:: What to do ::
Give back exactly the lines that run from the line containing "target | wide-brimmed straw hat" through the end of the listing below. Leave out every other line.

── Input ──

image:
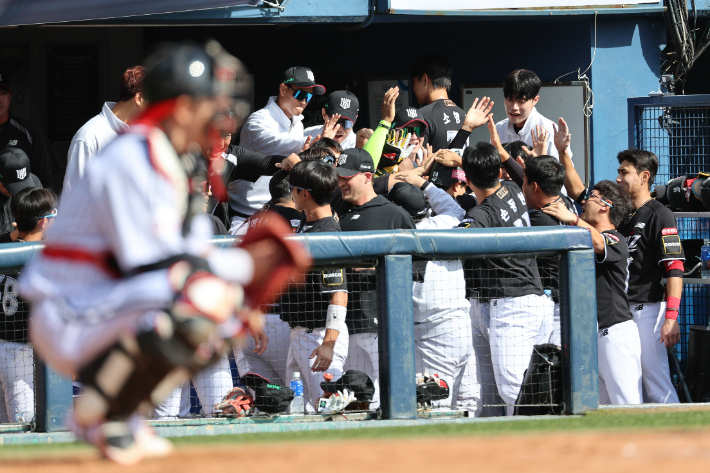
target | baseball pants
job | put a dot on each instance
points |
(620, 364)
(303, 342)
(550, 329)
(483, 388)
(445, 348)
(657, 385)
(272, 363)
(514, 329)
(364, 355)
(211, 385)
(17, 403)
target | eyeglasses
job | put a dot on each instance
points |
(302, 95)
(290, 187)
(345, 123)
(52, 215)
(591, 194)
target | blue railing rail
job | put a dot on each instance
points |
(394, 250)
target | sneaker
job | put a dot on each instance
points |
(150, 443)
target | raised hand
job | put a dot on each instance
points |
(388, 104)
(478, 114)
(539, 135)
(562, 136)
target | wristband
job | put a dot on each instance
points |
(335, 317)
(672, 306)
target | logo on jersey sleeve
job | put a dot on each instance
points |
(671, 245)
(333, 277)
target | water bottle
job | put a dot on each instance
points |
(705, 260)
(297, 388)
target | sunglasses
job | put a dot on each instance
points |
(52, 215)
(302, 95)
(591, 194)
(290, 187)
(345, 123)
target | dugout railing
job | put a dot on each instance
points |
(393, 254)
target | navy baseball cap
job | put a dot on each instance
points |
(303, 77)
(354, 161)
(15, 171)
(343, 103)
(409, 116)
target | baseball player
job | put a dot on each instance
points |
(127, 292)
(511, 289)
(605, 207)
(442, 327)
(656, 251)
(319, 334)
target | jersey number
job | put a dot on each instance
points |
(9, 297)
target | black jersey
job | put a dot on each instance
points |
(495, 278)
(44, 163)
(308, 306)
(652, 237)
(612, 270)
(549, 267)
(444, 119)
(377, 214)
(14, 312)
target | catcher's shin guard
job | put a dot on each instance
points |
(139, 371)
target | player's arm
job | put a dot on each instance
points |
(563, 214)
(573, 183)
(376, 142)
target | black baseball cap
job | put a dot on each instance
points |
(354, 161)
(268, 397)
(4, 84)
(15, 171)
(445, 177)
(409, 116)
(303, 77)
(409, 197)
(344, 103)
(354, 381)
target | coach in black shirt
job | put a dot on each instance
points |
(510, 289)
(370, 212)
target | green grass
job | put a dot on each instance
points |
(594, 421)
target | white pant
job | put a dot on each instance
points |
(550, 330)
(364, 355)
(649, 318)
(446, 348)
(210, 384)
(303, 342)
(620, 364)
(515, 325)
(16, 382)
(272, 363)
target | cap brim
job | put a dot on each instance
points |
(411, 121)
(315, 88)
(345, 172)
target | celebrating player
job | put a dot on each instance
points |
(127, 292)
(656, 251)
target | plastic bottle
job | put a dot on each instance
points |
(297, 406)
(705, 259)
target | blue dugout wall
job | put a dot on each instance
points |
(394, 251)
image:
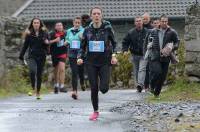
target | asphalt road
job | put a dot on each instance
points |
(60, 113)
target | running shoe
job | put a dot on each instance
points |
(94, 116)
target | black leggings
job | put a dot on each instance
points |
(158, 74)
(76, 71)
(36, 66)
(99, 77)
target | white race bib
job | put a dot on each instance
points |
(75, 44)
(96, 46)
(61, 43)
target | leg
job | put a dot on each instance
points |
(155, 73)
(32, 71)
(135, 67)
(61, 68)
(164, 68)
(142, 71)
(93, 79)
(81, 76)
(146, 83)
(40, 67)
(74, 69)
(104, 76)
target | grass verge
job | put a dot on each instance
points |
(180, 90)
(16, 82)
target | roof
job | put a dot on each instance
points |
(51, 10)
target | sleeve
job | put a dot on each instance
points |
(126, 42)
(175, 40)
(146, 41)
(67, 36)
(24, 48)
(112, 39)
(84, 41)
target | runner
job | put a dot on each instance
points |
(58, 50)
(73, 40)
(98, 41)
(36, 43)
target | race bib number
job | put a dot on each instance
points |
(75, 44)
(61, 43)
(96, 46)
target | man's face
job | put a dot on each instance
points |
(36, 24)
(59, 27)
(96, 15)
(163, 22)
(146, 19)
(156, 23)
(77, 23)
(138, 23)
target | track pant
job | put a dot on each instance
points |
(158, 74)
(36, 66)
(99, 77)
(76, 71)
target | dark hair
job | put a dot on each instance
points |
(96, 8)
(30, 29)
(138, 17)
(78, 17)
(163, 16)
(85, 20)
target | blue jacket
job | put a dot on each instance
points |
(72, 36)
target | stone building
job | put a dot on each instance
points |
(120, 12)
(192, 42)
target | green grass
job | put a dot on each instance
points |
(16, 82)
(180, 90)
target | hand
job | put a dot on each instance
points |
(125, 52)
(80, 35)
(114, 61)
(21, 58)
(65, 43)
(79, 61)
(46, 41)
(57, 39)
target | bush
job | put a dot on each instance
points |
(176, 71)
(123, 70)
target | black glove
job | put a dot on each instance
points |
(21, 58)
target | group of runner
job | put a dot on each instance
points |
(89, 43)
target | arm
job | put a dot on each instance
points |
(84, 41)
(175, 40)
(67, 37)
(126, 43)
(112, 39)
(24, 48)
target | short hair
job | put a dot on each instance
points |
(78, 17)
(96, 8)
(138, 17)
(163, 16)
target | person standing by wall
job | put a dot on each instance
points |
(164, 42)
(134, 41)
(58, 50)
(36, 41)
(73, 39)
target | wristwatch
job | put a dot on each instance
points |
(113, 55)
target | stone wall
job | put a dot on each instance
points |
(192, 42)
(10, 42)
(8, 7)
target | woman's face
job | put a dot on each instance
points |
(36, 24)
(77, 23)
(59, 27)
(96, 15)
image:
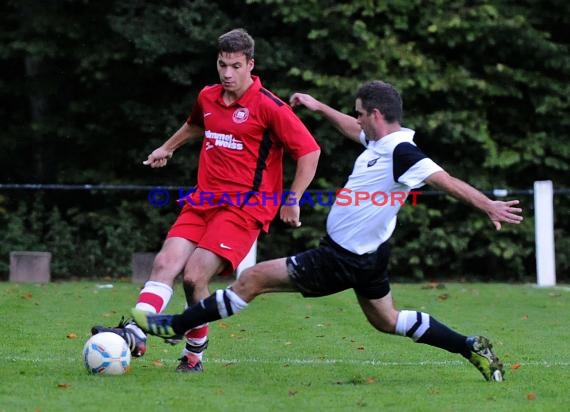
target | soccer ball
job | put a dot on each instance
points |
(106, 353)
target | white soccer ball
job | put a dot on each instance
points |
(106, 353)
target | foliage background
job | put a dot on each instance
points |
(89, 88)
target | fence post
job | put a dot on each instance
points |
(249, 260)
(31, 267)
(544, 233)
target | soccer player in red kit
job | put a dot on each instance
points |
(244, 130)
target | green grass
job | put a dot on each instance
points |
(287, 353)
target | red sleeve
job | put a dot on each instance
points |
(292, 133)
(197, 115)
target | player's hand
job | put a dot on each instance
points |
(158, 158)
(290, 215)
(303, 99)
(505, 212)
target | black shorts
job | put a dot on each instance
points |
(330, 269)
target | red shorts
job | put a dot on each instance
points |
(226, 231)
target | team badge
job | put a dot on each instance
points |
(241, 115)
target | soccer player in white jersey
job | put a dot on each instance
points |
(354, 252)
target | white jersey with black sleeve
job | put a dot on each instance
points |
(364, 213)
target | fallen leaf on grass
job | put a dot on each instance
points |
(434, 285)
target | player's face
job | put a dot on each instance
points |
(365, 120)
(235, 71)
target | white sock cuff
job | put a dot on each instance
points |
(229, 303)
(162, 290)
(154, 285)
(237, 302)
(412, 324)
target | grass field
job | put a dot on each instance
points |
(287, 353)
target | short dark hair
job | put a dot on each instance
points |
(237, 40)
(380, 95)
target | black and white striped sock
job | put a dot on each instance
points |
(221, 304)
(423, 328)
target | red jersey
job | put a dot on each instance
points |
(241, 160)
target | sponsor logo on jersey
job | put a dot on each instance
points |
(223, 140)
(240, 115)
(372, 162)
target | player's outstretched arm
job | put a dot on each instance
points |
(346, 124)
(497, 211)
(306, 168)
(160, 156)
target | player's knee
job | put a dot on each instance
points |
(249, 284)
(385, 322)
(161, 266)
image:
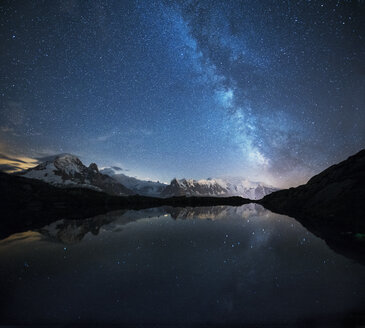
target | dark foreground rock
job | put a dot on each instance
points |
(331, 205)
(336, 195)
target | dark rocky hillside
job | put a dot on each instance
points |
(337, 195)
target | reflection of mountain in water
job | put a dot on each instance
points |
(216, 212)
(73, 231)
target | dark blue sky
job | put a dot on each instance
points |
(269, 90)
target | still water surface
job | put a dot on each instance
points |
(193, 265)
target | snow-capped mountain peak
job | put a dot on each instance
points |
(221, 187)
(67, 170)
(141, 187)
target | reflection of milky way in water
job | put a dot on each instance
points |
(219, 264)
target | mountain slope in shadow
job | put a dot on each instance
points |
(331, 205)
(335, 195)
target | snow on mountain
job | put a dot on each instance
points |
(223, 187)
(67, 170)
(141, 187)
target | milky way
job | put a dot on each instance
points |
(269, 90)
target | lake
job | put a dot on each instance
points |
(212, 265)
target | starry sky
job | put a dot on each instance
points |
(273, 91)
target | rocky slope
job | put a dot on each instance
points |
(223, 187)
(140, 187)
(337, 195)
(68, 171)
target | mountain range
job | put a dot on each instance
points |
(66, 170)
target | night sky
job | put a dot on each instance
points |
(272, 91)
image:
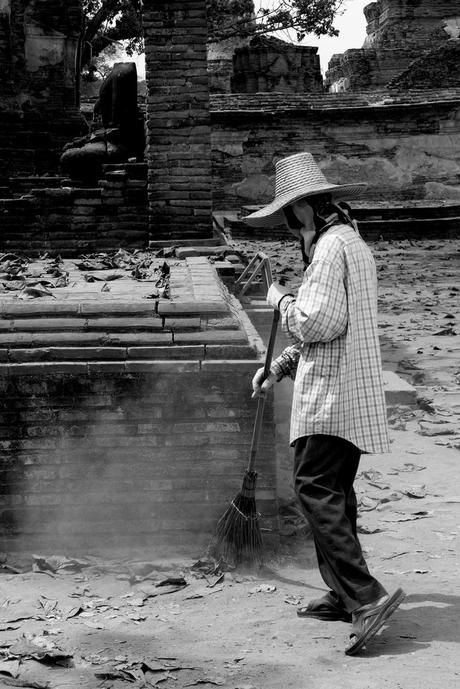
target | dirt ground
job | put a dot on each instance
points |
(109, 626)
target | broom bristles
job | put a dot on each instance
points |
(238, 537)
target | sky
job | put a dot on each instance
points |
(351, 25)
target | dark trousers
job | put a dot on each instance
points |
(324, 470)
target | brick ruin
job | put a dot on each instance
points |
(92, 380)
(402, 35)
(38, 40)
(268, 64)
(179, 132)
(126, 416)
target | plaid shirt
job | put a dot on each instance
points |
(335, 357)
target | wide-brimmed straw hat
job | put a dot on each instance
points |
(297, 177)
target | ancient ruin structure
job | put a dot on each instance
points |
(38, 114)
(120, 134)
(179, 132)
(268, 64)
(400, 33)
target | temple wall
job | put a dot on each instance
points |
(178, 124)
(69, 431)
(38, 39)
(403, 150)
(126, 422)
(405, 147)
(398, 32)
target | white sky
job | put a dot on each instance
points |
(351, 25)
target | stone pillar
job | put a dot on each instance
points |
(178, 122)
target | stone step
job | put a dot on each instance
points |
(195, 242)
(413, 227)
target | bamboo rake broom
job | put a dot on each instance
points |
(238, 536)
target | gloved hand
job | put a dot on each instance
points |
(259, 385)
(276, 293)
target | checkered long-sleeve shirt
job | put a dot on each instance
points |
(335, 357)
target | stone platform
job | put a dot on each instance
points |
(126, 420)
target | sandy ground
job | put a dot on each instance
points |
(240, 631)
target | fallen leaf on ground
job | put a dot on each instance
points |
(9, 667)
(409, 466)
(402, 517)
(415, 491)
(51, 654)
(292, 600)
(263, 588)
(55, 563)
(204, 592)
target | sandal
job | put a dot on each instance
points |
(370, 618)
(326, 609)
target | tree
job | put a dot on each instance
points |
(229, 18)
(108, 21)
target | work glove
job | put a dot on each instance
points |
(276, 293)
(261, 386)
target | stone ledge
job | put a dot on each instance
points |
(173, 366)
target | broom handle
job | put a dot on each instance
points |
(261, 400)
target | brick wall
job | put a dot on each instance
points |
(92, 458)
(38, 111)
(402, 145)
(398, 32)
(268, 64)
(178, 149)
(126, 422)
(73, 221)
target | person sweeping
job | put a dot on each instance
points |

───

:: Result of this exercise ::
target | wide-brimmed straw hat
job | put a dot on each instance
points |
(297, 177)
target | ancient ruin structure
job | put a dot on each instance
points |
(38, 114)
(120, 134)
(179, 132)
(268, 64)
(400, 33)
target | temple wall
job | put a dot on each instance
points |
(178, 124)
(69, 431)
(38, 39)
(403, 150)
(126, 422)
(405, 147)
(398, 32)
target | white sky
job | put a dot on each instance
points |
(351, 25)
target | stone pillar
job | put a dot on each instance
points |
(178, 122)
target | stone step
job | put a dot on each instance
points |
(195, 242)
(413, 227)
target | bamboo rake broom
job | put a dot on each instance
points |
(238, 536)
target | gloved hand
job | put a dot on each instance
points |
(259, 385)
(276, 293)
target | checkered long-sleeve shirt
job | put a dot on each instance
points |
(335, 357)
target | stone platform
job | put a dot on each instance
points |
(126, 420)
target | sandy ground
job | put a dot on each instance
points |
(240, 631)
target | fallen leaf on ground
job | put a dot on each instance
points |
(9, 667)
(409, 466)
(402, 517)
(415, 491)
(51, 654)
(292, 600)
(263, 588)
(55, 563)
(204, 592)
target | sandal
job | put a dot on each instance
points |
(370, 618)
(326, 609)
target | tree
job | put a dot on each instance
points |
(229, 18)
(108, 21)
target | work glove
job | put a dot on each instance
points |
(276, 293)
(261, 386)
target | stone ledge
job | put a dot on each instance
points |
(173, 366)
target | broom handle
job | put a dot on each instance
points |
(261, 400)
target | brick wall
job | put a dot on each instance
points |
(92, 458)
(38, 111)
(402, 145)
(398, 32)
(268, 64)
(178, 149)
(126, 422)
(73, 221)
target | person sweeping
job | put a dot on each instance
points |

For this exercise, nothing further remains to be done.